## begin Task data

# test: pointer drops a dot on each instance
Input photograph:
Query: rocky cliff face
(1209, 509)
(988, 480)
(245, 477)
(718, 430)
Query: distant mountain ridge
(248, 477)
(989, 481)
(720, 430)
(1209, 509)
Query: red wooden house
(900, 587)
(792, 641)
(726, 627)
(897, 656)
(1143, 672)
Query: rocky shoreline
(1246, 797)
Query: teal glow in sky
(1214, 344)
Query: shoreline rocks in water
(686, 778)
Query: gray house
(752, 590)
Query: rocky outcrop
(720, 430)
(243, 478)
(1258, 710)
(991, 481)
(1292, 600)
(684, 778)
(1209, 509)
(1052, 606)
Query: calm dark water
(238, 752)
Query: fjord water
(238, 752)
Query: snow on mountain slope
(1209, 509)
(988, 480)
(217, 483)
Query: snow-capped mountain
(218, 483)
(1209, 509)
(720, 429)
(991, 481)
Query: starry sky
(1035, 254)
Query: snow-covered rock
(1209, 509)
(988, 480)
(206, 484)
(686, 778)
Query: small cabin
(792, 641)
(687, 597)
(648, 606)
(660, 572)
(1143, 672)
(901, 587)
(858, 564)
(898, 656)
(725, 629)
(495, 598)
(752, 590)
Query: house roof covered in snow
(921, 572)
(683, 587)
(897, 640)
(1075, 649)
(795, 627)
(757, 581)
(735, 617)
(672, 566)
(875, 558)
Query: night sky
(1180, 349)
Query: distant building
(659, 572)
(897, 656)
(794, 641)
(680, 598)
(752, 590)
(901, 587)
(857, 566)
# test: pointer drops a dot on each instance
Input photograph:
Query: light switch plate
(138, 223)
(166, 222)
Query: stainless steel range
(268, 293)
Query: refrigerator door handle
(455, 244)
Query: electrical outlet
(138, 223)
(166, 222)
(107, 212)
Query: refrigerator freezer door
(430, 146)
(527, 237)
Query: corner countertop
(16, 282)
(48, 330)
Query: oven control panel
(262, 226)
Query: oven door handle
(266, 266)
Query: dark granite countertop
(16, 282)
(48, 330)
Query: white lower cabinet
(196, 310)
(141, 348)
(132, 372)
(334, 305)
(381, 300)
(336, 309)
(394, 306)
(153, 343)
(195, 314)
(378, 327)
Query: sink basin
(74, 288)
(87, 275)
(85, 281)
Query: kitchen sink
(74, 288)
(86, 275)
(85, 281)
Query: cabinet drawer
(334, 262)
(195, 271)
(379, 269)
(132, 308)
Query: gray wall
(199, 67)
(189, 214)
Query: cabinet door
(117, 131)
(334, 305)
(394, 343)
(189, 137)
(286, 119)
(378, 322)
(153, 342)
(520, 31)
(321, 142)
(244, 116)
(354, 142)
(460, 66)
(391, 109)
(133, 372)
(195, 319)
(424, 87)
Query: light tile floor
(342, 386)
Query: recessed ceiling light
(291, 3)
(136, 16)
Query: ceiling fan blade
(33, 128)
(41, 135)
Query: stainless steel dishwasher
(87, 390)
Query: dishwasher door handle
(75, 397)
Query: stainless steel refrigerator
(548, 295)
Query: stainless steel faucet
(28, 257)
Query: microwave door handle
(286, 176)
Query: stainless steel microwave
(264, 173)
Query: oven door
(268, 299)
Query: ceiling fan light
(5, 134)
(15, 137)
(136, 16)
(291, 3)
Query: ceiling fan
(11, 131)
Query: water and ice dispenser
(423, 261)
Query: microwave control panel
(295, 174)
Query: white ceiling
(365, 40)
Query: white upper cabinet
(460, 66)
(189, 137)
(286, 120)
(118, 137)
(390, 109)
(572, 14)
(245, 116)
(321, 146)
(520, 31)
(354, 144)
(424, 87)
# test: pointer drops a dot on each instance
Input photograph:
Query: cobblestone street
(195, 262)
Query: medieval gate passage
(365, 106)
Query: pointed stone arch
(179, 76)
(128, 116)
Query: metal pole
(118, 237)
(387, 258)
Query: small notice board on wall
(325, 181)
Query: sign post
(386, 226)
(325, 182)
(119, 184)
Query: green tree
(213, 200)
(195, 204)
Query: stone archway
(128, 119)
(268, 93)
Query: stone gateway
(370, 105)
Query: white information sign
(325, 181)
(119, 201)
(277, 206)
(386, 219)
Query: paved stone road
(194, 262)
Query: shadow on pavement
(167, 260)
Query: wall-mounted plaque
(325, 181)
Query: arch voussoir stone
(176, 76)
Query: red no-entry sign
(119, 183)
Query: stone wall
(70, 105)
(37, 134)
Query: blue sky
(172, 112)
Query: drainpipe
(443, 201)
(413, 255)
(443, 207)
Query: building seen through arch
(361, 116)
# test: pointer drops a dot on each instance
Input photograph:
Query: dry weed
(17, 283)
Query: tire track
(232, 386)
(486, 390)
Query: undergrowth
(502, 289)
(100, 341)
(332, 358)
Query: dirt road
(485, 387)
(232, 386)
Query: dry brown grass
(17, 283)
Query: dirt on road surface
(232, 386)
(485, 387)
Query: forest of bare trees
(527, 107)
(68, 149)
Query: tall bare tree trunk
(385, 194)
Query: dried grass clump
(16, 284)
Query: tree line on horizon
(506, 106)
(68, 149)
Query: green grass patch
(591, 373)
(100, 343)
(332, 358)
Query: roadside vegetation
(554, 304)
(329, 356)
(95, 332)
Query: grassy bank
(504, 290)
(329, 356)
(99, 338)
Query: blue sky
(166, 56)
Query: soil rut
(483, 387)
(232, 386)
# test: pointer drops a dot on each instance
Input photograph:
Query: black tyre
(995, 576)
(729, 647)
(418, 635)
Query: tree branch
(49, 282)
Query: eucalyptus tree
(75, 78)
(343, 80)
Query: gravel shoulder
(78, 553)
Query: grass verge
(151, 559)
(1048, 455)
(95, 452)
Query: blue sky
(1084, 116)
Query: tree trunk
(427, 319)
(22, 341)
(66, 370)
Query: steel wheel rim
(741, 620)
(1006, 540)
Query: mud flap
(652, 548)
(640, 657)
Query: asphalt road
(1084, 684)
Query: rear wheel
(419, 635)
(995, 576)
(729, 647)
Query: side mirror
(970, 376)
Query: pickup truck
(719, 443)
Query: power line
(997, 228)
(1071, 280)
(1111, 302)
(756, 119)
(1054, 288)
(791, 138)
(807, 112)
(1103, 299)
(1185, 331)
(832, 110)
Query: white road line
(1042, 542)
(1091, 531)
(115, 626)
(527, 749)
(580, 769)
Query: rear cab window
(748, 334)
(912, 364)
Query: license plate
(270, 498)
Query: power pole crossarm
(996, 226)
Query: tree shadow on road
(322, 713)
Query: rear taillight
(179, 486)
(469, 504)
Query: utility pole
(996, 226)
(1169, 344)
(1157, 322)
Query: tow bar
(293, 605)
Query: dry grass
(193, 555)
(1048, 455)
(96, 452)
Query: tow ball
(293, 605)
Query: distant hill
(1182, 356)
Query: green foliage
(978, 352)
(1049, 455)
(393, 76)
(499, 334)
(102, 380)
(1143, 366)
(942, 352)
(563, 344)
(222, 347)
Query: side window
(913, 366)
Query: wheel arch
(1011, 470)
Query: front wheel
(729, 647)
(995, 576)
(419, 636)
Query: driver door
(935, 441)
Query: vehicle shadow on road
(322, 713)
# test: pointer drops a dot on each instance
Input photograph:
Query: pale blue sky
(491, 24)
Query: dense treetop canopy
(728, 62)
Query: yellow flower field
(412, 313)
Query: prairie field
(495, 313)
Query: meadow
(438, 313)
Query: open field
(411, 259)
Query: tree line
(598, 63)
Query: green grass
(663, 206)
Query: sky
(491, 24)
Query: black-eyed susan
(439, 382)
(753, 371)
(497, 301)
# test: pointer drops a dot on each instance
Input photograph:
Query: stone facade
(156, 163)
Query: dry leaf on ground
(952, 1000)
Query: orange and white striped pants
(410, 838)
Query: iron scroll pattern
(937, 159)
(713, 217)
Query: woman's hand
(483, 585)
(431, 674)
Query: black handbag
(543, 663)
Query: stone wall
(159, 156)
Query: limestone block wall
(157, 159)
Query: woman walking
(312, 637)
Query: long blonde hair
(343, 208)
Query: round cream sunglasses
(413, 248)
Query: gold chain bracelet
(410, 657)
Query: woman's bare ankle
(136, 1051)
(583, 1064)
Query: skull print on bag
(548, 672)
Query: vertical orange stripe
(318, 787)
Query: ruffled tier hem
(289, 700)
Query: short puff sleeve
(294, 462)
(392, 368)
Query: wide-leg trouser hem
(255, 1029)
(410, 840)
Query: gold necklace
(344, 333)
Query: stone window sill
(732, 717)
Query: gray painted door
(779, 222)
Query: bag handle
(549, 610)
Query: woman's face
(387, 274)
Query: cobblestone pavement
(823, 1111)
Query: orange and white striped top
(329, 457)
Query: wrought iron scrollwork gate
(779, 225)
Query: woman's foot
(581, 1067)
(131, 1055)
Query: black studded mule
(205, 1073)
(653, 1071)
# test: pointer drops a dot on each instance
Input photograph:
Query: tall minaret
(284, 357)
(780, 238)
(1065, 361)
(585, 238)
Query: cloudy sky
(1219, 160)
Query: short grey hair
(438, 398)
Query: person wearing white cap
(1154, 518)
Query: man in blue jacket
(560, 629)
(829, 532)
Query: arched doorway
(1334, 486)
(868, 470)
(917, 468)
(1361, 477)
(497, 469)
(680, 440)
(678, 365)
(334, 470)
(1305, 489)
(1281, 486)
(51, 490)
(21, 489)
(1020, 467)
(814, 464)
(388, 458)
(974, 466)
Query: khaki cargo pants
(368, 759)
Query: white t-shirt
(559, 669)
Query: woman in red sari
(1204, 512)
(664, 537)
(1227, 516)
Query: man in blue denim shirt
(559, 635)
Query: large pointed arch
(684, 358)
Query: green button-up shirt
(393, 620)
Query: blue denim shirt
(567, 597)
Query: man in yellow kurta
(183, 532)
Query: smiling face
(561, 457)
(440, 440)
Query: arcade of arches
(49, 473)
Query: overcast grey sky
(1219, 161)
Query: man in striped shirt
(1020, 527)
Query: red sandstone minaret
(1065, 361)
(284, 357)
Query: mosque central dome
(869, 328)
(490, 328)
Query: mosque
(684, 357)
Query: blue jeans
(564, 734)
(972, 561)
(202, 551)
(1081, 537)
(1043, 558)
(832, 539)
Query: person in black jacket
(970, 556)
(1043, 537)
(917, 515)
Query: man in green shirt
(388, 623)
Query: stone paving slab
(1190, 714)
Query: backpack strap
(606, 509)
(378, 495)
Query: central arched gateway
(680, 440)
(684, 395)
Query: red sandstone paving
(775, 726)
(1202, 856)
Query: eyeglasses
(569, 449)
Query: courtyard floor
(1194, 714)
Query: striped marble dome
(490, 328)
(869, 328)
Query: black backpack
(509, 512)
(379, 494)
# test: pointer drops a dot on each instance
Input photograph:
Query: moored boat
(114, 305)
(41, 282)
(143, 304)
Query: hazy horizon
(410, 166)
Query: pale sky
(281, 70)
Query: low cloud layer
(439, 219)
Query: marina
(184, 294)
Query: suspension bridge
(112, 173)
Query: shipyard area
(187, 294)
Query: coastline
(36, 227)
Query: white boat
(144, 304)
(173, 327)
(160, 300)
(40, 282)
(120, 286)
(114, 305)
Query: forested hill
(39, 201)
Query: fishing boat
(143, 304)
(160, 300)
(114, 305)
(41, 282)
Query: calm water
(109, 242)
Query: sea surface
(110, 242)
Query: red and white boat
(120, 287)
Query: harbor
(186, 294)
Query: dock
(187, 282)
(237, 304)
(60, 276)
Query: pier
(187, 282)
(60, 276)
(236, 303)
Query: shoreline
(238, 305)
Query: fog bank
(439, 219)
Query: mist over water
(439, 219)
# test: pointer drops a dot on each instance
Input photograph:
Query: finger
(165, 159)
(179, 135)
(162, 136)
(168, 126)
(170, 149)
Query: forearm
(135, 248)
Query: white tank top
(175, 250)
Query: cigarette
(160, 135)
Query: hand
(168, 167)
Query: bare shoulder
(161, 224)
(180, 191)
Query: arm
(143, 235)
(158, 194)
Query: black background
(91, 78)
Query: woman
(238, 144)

## end Task data

Exercise task =
Only the lines from the one containing "Query: coastline" through the end of the entries above belong in the answer; repeat them exactly.

Output =
Query: coastline
(36, 227)
Query: white boat
(144, 304)
(173, 327)
(160, 300)
(40, 282)
(120, 286)
(114, 305)
Query: forested hill
(39, 201)
Query: fishing boat
(143, 304)
(160, 300)
(114, 305)
(41, 282)
Query: calm water
(109, 242)
Query: sea surface
(110, 242)
Query: red and white boat
(120, 287)
Query: harbor
(186, 294)
Query: dock
(187, 282)
(237, 304)
(60, 276)
Query: pier
(187, 282)
(60, 276)
(236, 303)
Query: shoreline
(238, 305)
Query: fog bank
(439, 219)
Query: mist over water
(439, 219)
# test: pointer drops a dot on each instance
Input photograph:
Query: finger
(165, 159)
(179, 135)
(162, 136)
(168, 126)
(170, 149)
Query: forearm
(135, 248)
Query: white tank top
(175, 250)
Query: cigarette
(160, 135)
Query: hand
(168, 167)
Query: bare shoulder
(161, 224)
(180, 191)
Query: arm
(143, 235)
(158, 194)
Query: black background
(91, 78)
Query: woman
(238, 144)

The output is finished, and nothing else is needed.